(Data listing)
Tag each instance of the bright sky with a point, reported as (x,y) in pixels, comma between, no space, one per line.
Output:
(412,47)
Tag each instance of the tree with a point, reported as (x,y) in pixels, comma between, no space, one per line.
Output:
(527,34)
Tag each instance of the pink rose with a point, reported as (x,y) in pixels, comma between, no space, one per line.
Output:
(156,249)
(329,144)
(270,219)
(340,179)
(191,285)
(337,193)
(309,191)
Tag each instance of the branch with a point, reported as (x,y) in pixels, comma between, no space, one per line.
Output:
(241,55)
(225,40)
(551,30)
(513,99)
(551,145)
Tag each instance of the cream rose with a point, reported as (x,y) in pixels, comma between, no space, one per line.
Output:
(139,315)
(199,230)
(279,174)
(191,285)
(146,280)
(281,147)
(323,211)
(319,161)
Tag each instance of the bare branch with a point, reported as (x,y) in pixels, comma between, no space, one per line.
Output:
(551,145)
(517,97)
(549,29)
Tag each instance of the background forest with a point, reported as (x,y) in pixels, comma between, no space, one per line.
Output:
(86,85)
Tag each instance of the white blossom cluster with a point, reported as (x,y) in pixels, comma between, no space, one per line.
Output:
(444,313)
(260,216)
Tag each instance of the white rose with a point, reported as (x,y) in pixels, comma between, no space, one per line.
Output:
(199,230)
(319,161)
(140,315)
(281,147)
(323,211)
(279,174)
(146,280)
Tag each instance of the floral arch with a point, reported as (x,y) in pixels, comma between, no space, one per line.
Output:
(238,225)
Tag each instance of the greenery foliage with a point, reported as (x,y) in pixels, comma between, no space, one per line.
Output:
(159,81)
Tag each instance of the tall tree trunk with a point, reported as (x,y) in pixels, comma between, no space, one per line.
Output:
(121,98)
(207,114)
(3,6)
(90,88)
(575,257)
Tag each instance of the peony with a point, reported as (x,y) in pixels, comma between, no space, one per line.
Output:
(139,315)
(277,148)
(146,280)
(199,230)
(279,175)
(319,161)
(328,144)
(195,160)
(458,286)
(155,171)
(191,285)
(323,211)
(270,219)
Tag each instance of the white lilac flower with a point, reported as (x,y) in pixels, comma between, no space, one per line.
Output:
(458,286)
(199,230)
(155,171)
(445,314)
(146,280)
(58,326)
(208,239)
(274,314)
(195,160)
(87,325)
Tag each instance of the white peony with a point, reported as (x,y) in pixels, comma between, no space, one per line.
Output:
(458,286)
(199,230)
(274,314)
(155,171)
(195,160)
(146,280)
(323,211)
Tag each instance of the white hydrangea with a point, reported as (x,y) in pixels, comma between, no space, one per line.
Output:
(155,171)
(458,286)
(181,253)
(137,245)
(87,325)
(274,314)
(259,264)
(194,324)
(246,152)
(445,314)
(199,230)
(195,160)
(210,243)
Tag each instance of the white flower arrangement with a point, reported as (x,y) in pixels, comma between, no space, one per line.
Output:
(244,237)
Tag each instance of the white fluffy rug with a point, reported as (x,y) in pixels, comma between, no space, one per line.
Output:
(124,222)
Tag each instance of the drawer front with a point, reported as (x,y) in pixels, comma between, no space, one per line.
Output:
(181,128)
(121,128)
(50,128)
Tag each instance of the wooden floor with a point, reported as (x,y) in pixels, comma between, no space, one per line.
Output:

THE PROBLEM →
Arrange every line of the items above as a Markdown table with two columns, Row and Line. Number the rows in order and leave out blank lines.

WORKED ANSWER →
| Row | Line |
|---|---|
| 1 | Tag each instance of the bright sky with a point, reported as (x,y) in pixels, comma between, no space, one per line. |
| 2 | Output: |
| 3 | (412,47) |
| 4 | Tag each instance of the tree with a point, reported as (x,y) in pixels, comma between, no space, one per line. |
| 5 | Output: |
| 6 | (527,34) |
| 7 | Tag each instance of the pink rose with a point, reported as (x,y) in pixels, comma between, no space, one per line. |
| 8 | Output: |
| 9 | (156,249) |
| 10 | (329,144) |
| 11 | (270,219) |
| 12 | (340,179) |
| 13 | (191,285) |
| 14 | (337,193) |
| 15 | (309,191) |
| 16 | Tag each instance of the branch with a point, reported as (x,y) in pixels, comma between, no space, one per line. |
| 17 | Output: |
| 18 | (241,55) |
| 19 | (225,40) |
| 20 | (551,30) |
| 21 | (513,99) |
| 22 | (551,145) |
| 23 | Tag each instance of the cream rose with a point, reported as (x,y) in pixels, comma between, no space, one per line. |
| 24 | Output: |
| 25 | (139,315) |
| 26 | (199,230) |
| 27 | (279,174) |
| 28 | (191,285) |
| 29 | (146,280) |
| 30 | (281,147) |
| 31 | (323,211) |
| 32 | (319,161) |
| 33 | Tag each instance of the bare branch with a point, reported as (x,y) in pixels, comma between, no space, one per line. |
| 34 | Output: |
| 35 | (551,145) |
| 36 | (517,97) |
| 37 | (549,29) |
| 38 | Tag each instance of the background forest with a point, reported as (x,y) in pixels, comma between, no space, one per line. |
| 39 | Output: |
| 40 | (86,85) |
| 41 | Tag each instance of the white blossom cluster with a point, reported as (x,y) in pixels, comma between, no space, one per line. |
| 42 | Output: |
| 43 | (444,313) |
| 44 | (260,216) |
| 45 | Tag each instance of the white rose with a point, reported as (x,y) in pixels, comma between, no space, one per line. |
| 46 | Output: |
| 47 | (199,230) |
| 48 | (319,161) |
| 49 | (140,315) |
| 50 | (281,147) |
| 51 | (323,211) |
| 52 | (279,174) |
| 53 | (146,280) |
| 54 | Tag each instance of the floral arch with a point, reported as (x,y) in pixels, comma between, no space, one per line. |
| 55 | Output: |
| 56 | (238,225) |
| 57 | Tag each instance of the greenery foliage with a point, reported as (x,y) in pixels, comma between, no space, one per line. |
| 58 | Output: |
| 59 | (159,81) |
| 60 | Tag each instance of the tall tree trunk with a point, reported as (x,y) in pixels, comma between, no space, one per line. |
| 61 | Output: |
| 62 | (121,98) |
| 63 | (207,114) |
| 64 | (3,6) |
| 65 | (90,88) |
| 66 | (575,257) |
| 67 | Tag each instance of the peony with a point, reported as (x,y) in pixels, comma between, no space, one per line. |
| 68 | Output: |
| 69 | (139,315) |
| 70 | (277,148) |
| 71 | (146,280) |
| 72 | (199,230) |
| 73 | (279,175) |
| 74 | (319,161) |
| 75 | (328,144) |
| 76 | (195,160) |
| 77 | (458,286) |
| 78 | (155,171) |
| 79 | (191,285) |
| 80 | (323,211) |
| 81 | (270,219) |
| 82 | Tag each instance of the white lilac flower with a point, reported as (x,y) in pixels, comma between, no space, one per line. |
| 83 | Output: |
| 84 | (458,286) |
| 85 | (199,230) |
| 86 | (155,171) |
| 87 | (445,314) |
| 88 | (146,280) |
| 89 | (58,326) |
| 90 | (208,239) |
| 91 | (274,314) |
| 92 | (195,160) |
| 93 | (87,325) |
| 94 | Tag each instance of the white peony with a point, reported as (x,y) in pixels, comma between, no space, one per line. |
| 95 | Output: |
| 96 | (458,286) |
| 97 | (199,230) |
| 98 | (274,314) |
| 99 | (155,171) |
| 100 | (195,160) |
| 101 | (146,280) |
| 102 | (323,211) |
| 103 | Tag each instance of the white hydrangea with a point, reported as (x,y) in pixels, comma between, no space, one per line. |
| 104 | Output: |
| 105 | (155,171) |
| 106 | (458,286) |
| 107 | (181,253) |
| 108 | (137,245) |
| 109 | (87,325) |
| 110 | (274,314) |
| 111 | (259,264) |
| 112 | (194,324) |
| 113 | (246,152) |
| 114 | (445,314) |
| 115 | (199,230) |
| 116 | (195,160) |
| 117 | (210,243) |
| 118 | Tag each instance of the white flower arrangement with a point, reported as (x,y) in pixels, comma between, no space, one per line. |
| 119 | Output: |
| 120 | (244,237) |
| 121 | Tag each instance of the white fluffy rug with a point, reported as (x,y) in pixels, comma between, no space, one per line. |
| 122 | Output: |
| 123 | (124,222) |
| 124 | Tag each instance of the drawer front with a point, reported as (x,y) in pixels, comma between, no space, one per line. |
| 125 | Output: |
| 126 | (181,128) |
| 127 | (121,128) |
| 128 | (50,128) |
| 129 | Tag each instance of the wooden floor with a point, reported as (x,y) in pixels, comma between, no space, one per line. |
| 130 | Output: |